> Job:
Rescale the data below by multiplying each point coordinate by 2 and rounding to a whole number, with halves rounded up. Write out every line of the data again, keeping all other lines as they are.

>>>>

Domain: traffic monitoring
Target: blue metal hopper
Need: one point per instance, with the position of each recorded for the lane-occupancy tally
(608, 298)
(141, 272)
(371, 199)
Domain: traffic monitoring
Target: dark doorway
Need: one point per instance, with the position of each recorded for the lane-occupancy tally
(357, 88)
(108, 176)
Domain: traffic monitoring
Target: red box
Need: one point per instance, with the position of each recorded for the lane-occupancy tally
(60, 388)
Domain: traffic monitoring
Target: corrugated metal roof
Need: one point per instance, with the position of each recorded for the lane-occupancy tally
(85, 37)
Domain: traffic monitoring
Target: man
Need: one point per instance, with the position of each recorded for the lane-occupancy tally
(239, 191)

<<<<

> Answer:
Domain: traffic monitoring
Target: blue metal hopper
Need: one point per instance, with the position of each recorded for the lane-occupancy tally
(1216, 596)
(282, 544)
(742, 398)
Domain: traffic monitoring
Target: dark doorway
Need: one point per instance, with the position of each recorded for the lane-occupancy tally
(714, 176)
(216, 352)
Domain: traffic monitoring
Target: red box
Need: one point per instance, with the position of each recorded for the lane-occupancy tally
(120, 776)
Domain: traffic monitoring
Target: corrugated metal roof
Need: one point per instance, with the position of each recorded for the lane-occupancy tally
(170, 74)
Domain: traffic monitoring
Target: man
Need: one point per instance, with the position of each recorded for the lane-occupancy tally
(478, 382)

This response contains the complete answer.